====== Raw records
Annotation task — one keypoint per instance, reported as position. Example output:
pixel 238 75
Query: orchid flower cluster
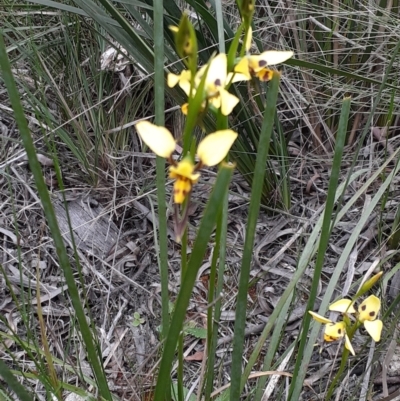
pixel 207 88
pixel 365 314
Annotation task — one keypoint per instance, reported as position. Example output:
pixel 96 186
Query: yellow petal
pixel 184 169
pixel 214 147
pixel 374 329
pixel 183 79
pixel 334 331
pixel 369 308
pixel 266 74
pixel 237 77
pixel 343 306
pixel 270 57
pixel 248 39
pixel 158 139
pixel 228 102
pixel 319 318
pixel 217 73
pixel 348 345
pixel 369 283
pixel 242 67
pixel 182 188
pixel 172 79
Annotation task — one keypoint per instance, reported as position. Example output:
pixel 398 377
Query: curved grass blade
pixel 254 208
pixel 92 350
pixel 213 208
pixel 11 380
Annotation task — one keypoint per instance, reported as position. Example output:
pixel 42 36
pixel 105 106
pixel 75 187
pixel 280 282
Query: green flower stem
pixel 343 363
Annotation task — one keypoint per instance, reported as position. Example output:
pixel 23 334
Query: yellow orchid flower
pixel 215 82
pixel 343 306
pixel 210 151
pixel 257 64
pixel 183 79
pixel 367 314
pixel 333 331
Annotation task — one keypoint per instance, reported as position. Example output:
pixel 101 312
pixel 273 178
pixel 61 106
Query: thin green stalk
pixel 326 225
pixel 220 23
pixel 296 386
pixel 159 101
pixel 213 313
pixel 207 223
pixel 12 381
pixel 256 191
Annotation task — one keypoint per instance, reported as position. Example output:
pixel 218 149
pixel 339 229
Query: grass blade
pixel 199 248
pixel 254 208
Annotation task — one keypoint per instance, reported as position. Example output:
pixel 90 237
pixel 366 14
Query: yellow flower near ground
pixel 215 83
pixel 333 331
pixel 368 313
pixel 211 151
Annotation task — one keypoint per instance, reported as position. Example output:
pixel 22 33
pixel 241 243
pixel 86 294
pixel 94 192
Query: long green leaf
============
- [Task goal] Pull out every line of the records above word for word, leaving out the pictures.

- [Completed exercise]
Annotation task — one keypoint per instance, reported as position. Example output:
pixel 238 75
Query: orchid flower cluster
pixel 207 88
pixel 365 314
Annotation task — one keypoint per instance, reported as position. Example output:
pixel 96 186
Query: yellow petal
pixel 184 169
pixel 214 147
pixel 374 329
pixel 183 79
pixel 334 331
pixel 369 308
pixel 266 74
pixel 237 77
pixel 343 306
pixel 270 57
pixel 248 39
pixel 158 139
pixel 228 102
pixel 319 318
pixel 217 73
pixel 348 345
pixel 369 283
pixel 242 67
pixel 182 188
pixel 172 79
Annotation task — one keypoint per instance, reported as position. Example output:
pixel 398 377
Query: curved grass blade
pixel 254 208
pixel 92 350
pixel 213 208
pixel 11 380
Annotation task — one keypoint per instance, reported as position. Example output:
pixel 42 36
pixel 105 106
pixel 75 187
pixel 280 282
Query: green flower stem
pixel 343 363
Annotation task — one keypoint per instance, reported as position. Example output:
pixel 23 334
Query: yellow orchid flower
pixel 215 82
pixel 343 306
pixel 210 151
pixel 257 64
pixel 183 79
pixel 367 314
pixel 333 331
Annotation task — one keypoint per instance, reported as position. Example output:
pixel 101 312
pixel 273 178
pixel 61 106
Query: thin green stalk
pixel 326 225
pixel 220 23
pixel 296 386
pixel 159 101
pixel 213 313
pixel 207 223
pixel 12 381
pixel 256 191
Annotation task — one keypoint per instance, reported as position. Example output:
pixel 218 149
pixel 339 229
Query: grass blade
pixel 199 248
pixel 254 208
Annotation task — one keypoint per instance, reported as position. Example output:
pixel 90 237
pixel 366 14
Query: yellow flower near ground
pixel 215 83
pixel 333 331
pixel 368 313
pixel 211 151
Annotation task — one keypoint per instance, reported as position. Example output:
pixel 22 33
pixel 241 243
pixel 86 294
pixel 94 192
Query: long green leaf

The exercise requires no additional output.